## PROBLEM STATEMENT
Print every record below exactly as it stands.

## THE INPUT
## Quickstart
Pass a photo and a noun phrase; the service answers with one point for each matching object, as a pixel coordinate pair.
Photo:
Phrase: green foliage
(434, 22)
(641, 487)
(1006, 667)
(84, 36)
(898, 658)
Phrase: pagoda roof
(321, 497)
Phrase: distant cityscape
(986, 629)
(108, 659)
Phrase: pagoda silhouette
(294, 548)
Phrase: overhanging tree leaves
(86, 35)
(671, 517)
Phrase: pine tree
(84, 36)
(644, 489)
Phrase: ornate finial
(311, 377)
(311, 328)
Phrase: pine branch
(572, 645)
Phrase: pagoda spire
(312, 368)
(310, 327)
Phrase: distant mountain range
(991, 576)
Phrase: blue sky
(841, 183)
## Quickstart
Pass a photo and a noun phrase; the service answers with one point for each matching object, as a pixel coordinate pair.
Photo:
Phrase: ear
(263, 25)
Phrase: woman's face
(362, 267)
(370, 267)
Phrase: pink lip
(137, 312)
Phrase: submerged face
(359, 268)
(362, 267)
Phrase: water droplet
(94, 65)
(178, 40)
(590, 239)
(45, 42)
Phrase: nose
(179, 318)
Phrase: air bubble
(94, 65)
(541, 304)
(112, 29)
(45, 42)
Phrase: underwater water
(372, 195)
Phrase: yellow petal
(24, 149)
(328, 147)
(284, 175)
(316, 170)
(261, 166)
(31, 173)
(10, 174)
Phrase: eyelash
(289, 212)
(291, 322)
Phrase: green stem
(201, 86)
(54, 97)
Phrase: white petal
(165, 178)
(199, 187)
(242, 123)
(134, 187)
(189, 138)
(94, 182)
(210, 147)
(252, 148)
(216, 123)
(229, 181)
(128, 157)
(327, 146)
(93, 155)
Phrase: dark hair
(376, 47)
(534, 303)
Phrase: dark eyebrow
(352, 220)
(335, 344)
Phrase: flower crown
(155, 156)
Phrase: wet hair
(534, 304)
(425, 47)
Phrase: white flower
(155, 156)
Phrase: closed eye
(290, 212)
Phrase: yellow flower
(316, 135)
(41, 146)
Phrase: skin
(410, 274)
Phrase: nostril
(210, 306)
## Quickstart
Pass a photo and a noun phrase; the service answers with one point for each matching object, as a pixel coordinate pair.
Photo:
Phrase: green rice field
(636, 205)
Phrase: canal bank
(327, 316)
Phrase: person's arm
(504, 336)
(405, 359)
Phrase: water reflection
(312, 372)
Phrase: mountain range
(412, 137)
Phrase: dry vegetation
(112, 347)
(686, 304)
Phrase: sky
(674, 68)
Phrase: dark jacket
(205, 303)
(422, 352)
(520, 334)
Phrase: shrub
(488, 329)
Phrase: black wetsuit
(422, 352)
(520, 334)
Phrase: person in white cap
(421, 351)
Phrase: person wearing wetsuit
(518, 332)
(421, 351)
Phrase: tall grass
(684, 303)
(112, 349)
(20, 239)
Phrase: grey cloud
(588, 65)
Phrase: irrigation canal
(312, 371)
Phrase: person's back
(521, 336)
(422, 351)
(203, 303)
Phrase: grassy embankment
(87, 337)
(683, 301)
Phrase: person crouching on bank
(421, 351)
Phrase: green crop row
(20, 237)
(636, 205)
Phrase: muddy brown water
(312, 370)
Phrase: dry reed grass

## TASK OUTPUT
## Quickstart
Pass a photo and a noun phrase; the service answers with one point for each matching object, as a pixel coordinate pair.
Photo:
Phrase: green foliage
(434, 22)
(641, 487)
(1006, 667)
(84, 36)
(898, 658)
Phrase: pagoda roof
(321, 497)
Phrase: distant cityscape
(986, 629)
(108, 659)
Phrase: pagoda silhouette
(294, 548)
Phrase: overhanging tree leaves
(86, 35)
(671, 517)
Phrase: pine tree
(84, 36)
(644, 489)
Phrase: ornate finial
(311, 377)
(311, 328)
Phrase: pine branch
(572, 645)
Phrase: pagoda spire
(312, 368)
(310, 327)
Phrase: distant mountain range
(991, 576)
Phrase: blue sky
(841, 183)
## Quickstart
Pass a photo and a noun phrase; the service answers with one point for each matching object, as a pixel coordinate pair.
Photo:
Phrase: ear
(263, 25)
Phrase: woman's face
(362, 267)
(370, 267)
Phrase: pink lip
(137, 312)
Phrase: submerged face
(359, 268)
(362, 267)
Phrase: water droplet
(94, 65)
(178, 40)
(590, 239)
(45, 42)
Phrase: nose
(179, 318)
Phrase: air bubble
(94, 65)
(541, 304)
(112, 29)
(45, 42)
Phrase: underwater water
(372, 195)
Phrase: yellow petal
(24, 149)
(328, 147)
(284, 175)
(316, 170)
(261, 166)
(31, 173)
(10, 174)
Phrase: eyelash
(289, 212)
(291, 322)
Phrase: green stem
(201, 86)
(54, 97)
Phrase: white petal
(165, 178)
(199, 187)
(242, 123)
(134, 187)
(189, 138)
(94, 182)
(210, 147)
(252, 148)
(216, 123)
(229, 181)
(128, 157)
(327, 146)
(93, 155)
Phrase: dark hair
(376, 47)
(534, 303)
Phrase: dark eyebrow
(352, 220)
(335, 344)
Phrase: flower crown
(155, 156)
Phrase: wet hair
(534, 304)
(425, 47)
Phrase: white flower
(155, 156)
Phrase: closed eye
(290, 212)
Phrase: yellow flower
(316, 135)
(41, 146)
Phrase: skin
(410, 274)
Phrase: nostril
(210, 306)
## Quickstart
Pass a photo and a noun phrase; the service answers with one point for each matching object, as a pixel coordinate pair.
Photo:
Phrase: green rice field
(636, 205)
Phrase: canal bank
(327, 316)
Phrase: person's arm
(504, 336)
(405, 359)
Phrase: water reflection
(312, 372)
Phrase: mountain range
(412, 137)
Phrase: dry vegetation
(112, 347)
(686, 304)
Phrase: sky
(674, 68)
Phrase: dark jacket
(205, 303)
(422, 352)
(520, 334)
Phrase: shrub
(488, 329)
Phrase: black wetsuit
(422, 352)
(520, 334)
Phrase: person in white cap
(421, 351)
Phrase: person wearing wetsuit
(518, 332)
(421, 351)
Phrase: tall grass
(684, 303)
(112, 349)
(20, 239)
Phrase: grey cloud
(588, 65)
Phrase: irrigation canal
(312, 371)
Phrase: person's back
(521, 336)
(422, 351)
(203, 303)
Phrase: grassy embankment
(87, 337)
(683, 301)
Phrase: person crouching on bank
(421, 351)
Phrase: green crop row
(20, 237)
(636, 205)
Phrase: muddy brown water
(312, 370)
Phrase: dry reed grass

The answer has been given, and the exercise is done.